• [What this exercise asks]
1. In the ice cream shop interview, rewrite the stretch from "A lot of things" through "with certain flavors.", replacing "grandma" with "grandpa".
2. Summarize the ice cream shop interview in two sentences.
3. Carry on the ice cream shop interview from its last sentence.

• [Supplied text]
○ ○ ○ ○ ○ ○ ○

What kinds of flavors seem to make people the happiest?
A lot of things that hit people in their ... nose-talgia. That’ll just bring them back. They’ll be like, “Oh, my grandma used to make homemade ice cream just like this.” That only happens with certain flavors.

Which flavors hit those nostalgic notes most often?
A lot of people get that with the ube, sweet potato, or the coconut ice cream, or even just the regular vanilla.

What kind of people are most likely to come in?
Everybody. It’s such a broad range. Like, especially with the little kids though. The little kids draw the parents in, and then the parents will start having flashbacks.

Do you think Wing draws such a broad audience because of its location, or maybe because its atmosphere isn’t phony, or something else?
I think it’s just the fact of ice cream that draws everybody in. It’s like a weakness. It’s definitely not the area because this is kind of a rough area.

So ice cream overcomes the odds on Pauahi Street?
[Laughter]

What exotic flavors do you have right now?
Okay, let’s look at the board. Something kind of weird that not a lot of people get is the avocado ice cream. It’s made from avocado another customer brought from their tree on Nuuanu. As for vegan ice creams, right now I’ve got strawberry-basil-beet, and that’s pretty good and exotic. The licorice flavor is a weirder one. And right now I have a lot of the loaded-up flavors with popular combinations.

○ ○ ○ ○ ○ ○ ○

• [Data]
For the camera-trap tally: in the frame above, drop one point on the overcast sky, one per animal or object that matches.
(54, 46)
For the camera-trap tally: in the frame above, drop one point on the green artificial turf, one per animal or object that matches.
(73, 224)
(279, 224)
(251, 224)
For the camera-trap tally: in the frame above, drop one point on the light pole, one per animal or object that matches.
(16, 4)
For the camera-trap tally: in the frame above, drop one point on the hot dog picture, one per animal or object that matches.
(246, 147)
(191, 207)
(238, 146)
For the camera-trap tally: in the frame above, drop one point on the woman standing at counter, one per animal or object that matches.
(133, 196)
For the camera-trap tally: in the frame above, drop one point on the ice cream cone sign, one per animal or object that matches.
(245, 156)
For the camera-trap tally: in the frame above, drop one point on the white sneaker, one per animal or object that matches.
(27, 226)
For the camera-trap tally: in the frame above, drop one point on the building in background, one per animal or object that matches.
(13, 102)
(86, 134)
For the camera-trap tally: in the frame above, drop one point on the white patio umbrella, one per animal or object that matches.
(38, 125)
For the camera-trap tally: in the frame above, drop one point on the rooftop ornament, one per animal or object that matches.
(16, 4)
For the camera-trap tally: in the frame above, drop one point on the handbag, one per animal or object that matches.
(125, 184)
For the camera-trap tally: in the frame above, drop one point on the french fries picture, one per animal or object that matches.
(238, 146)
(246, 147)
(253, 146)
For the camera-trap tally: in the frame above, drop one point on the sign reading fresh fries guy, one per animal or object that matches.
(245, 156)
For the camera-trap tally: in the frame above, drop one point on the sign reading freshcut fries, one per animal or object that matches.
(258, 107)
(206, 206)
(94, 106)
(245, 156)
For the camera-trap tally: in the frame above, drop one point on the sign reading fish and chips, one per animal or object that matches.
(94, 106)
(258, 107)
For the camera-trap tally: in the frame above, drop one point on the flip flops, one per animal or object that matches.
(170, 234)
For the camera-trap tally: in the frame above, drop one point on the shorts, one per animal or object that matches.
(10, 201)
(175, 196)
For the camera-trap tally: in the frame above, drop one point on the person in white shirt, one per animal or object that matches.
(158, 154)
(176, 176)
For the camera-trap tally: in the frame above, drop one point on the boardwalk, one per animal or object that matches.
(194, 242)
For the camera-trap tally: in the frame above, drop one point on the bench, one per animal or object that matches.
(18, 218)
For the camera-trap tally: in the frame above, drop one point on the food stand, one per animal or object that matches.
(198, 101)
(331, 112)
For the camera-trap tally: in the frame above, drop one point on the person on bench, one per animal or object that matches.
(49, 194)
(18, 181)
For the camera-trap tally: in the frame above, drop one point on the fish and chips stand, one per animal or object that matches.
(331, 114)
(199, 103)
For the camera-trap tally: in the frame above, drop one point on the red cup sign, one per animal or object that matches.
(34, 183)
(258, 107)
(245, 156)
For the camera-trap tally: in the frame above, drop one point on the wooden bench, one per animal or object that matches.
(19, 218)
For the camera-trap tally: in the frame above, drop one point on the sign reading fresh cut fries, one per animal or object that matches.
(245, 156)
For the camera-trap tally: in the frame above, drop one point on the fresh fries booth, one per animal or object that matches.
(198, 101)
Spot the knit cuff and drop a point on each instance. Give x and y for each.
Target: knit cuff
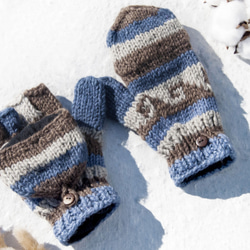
(36, 103)
(10, 124)
(216, 155)
(79, 220)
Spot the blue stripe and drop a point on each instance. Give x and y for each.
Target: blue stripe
(75, 216)
(138, 27)
(163, 73)
(10, 120)
(33, 203)
(160, 129)
(218, 149)
(76, 155)
(95, 160)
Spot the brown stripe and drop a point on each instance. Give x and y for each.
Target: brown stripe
(42, 99)
(192, 93)
(3, 135)
(144, 60)
(52, 188)
(94, 147)
(189, 144)
(131, 14)
(35, 144)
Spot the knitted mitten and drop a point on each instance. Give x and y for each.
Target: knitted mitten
(45, 163)
(88, 110)
(167, 98)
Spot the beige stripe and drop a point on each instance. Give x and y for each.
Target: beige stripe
(96, 171)
(13, 173)
(190, 76)
(178, 131)
(37, 142)
(121, 50)
(27, 110)
(131, 14)
(95, 134)
(42, 99)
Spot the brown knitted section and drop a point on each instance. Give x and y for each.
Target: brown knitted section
(142, 61)
(42, 99)
(52, 188)
(192, 94)
(35, 144)
(3, 134)
(189, 144)
(94, 147)
(131, 14)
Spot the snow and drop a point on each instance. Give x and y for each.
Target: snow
(57, 42)
(225, 18)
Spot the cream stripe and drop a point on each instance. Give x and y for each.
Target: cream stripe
(27, 110)
(176, 133)
(13, 173)
(190, 76)
(97, 171)
(121, 50)
(97, 135)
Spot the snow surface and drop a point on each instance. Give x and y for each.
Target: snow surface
(59, 41)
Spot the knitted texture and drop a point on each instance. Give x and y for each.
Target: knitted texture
(88, 110)
(45, 163)
(35, 103)
(167, 98)
(10, 123)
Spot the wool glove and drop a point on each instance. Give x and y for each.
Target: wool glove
(167, 98)
(45, 162)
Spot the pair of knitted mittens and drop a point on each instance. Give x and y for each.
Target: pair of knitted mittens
(54, 161)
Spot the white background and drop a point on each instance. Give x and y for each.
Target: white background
(57, 42)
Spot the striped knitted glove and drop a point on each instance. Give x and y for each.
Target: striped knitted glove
(45, 163)
(167, 98)
(88, 110)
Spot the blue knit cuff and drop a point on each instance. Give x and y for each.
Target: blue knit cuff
(10, 120)
(81, 219)
(216, 155)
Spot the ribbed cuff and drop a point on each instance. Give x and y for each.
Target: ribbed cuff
(36, 103)
(79, 220)
(216, 155)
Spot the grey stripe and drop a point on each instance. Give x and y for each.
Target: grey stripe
(27, 110)
(176, 133)
(96, 171)
(191, 76)
(13, 173)
(121, 50)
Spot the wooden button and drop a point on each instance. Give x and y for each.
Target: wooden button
(201, 141)
(68, 199)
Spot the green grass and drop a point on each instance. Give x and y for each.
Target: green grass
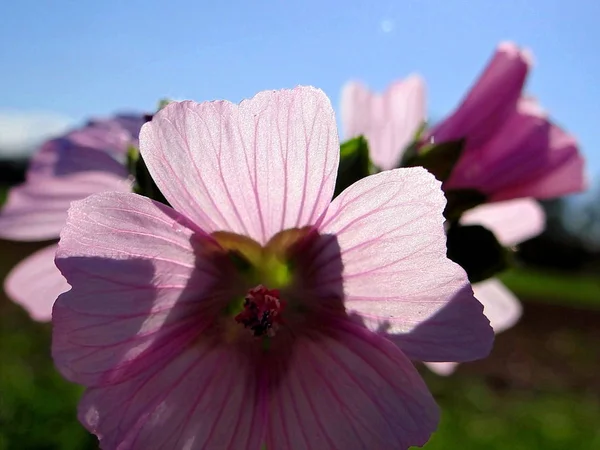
(556, 288)
(38, 407)
(476, 417)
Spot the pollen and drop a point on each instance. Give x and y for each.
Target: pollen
(261, 313)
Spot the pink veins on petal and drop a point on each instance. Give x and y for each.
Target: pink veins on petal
(71, 167)
(257, 311)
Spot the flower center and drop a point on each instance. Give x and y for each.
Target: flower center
(261, 313)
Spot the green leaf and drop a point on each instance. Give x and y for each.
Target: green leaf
(438, 159)
(354, 163)
(461, 200)
(477, 250)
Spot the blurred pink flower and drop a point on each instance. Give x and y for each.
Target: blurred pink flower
(513, 222)
(71, 167)
(512, 149)
(389, 121)
(257, 311)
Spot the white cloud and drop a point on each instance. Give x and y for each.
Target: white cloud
(22, 131)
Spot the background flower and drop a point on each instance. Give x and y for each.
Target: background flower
(71, 167)
(151, 324)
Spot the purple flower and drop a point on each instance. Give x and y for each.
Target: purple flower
(513, 222)
(71, 167)
(257, 311)
(389, 121)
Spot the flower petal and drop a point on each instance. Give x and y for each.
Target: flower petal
(37, 209)
(562, 171)
(389, 121)
(139, 283)
(254, 169)
(443, 369)
(490, 100)
(499, 304)
(207, 397)
(68, 155)
(351, 390)
(396, 274)
(35, 283)
(527, 157)
(512, 221)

○ ○ ○ ○ ○ ○ ○

• [Solved tasks]
1.
A lot of things that hit people in their ... nose-talgia. That’ll just bring them back. They’ll be like, “Oh, my grandpa used to make homemade ice cream just like this.” That only happens with certain flavors.

2. Flavors like ube, sweet potato, coconut and plain vanilla often make customers nostalgic, and people of every kind come in, with little kids drawing their parents along. The interviewee credits ice cream itself, not the rough area, for drawing everyone to Wing, and names current unusual flavors including avocado, a vegan strawberry-basil-beet and licorice.

3.
I remember a garlic flavor before, but you wouldn’t give samples of that one. Why?
Well, certain flavors require me to put in a lot of time and effort into making them. And that was one of those things where everybody wanted to taste it. And I don’t want to just give out samples of it to everyone so that they can just taste it, because it ends up being that I give out more samples than I sell.

And you kind of make people fully commit that way.
Right, and it sort of forces people to step out of their comfort zones and try something different. And people who already do that sort of thing know it’s going to be good.

What’s an example of the lengths you have gone to in order to create a flavor? You forage sometimes, right?
Yeah, I have definitely harvested wild guava, strawberry guava, and lilikoi by going on hikes.

How do you come up with names like the green sorbet called The Incredible Hulk?
I had one called the Dirty Diaper that was vanilla ice cream with brownie chunks and fudge and caramel swirl. That one sold really quick because people just like the name of it. A lot of my marketing is creative wording. I get my names from personal likes and concepts.

There’s art on the walls, and maybe the ice cream is an art form too.
The connection between it all is just creativity. Creation. Even though they are from different realms, all of it comes from inspiration.

Why should people come to Wing?
People should come to Wing to get ice cream.

Okay, why should they come here instead of another ice cream shop in Honolulu?
The variety of flavors; there’s always going to be something different here. And for the experience of the shop itself.

Does any of your mixed background come into what you do?
Yeah, even with the nostalgia, I’ll make stuff from my childhood that I want to revisit and turn into an ice cream flavor.

For example?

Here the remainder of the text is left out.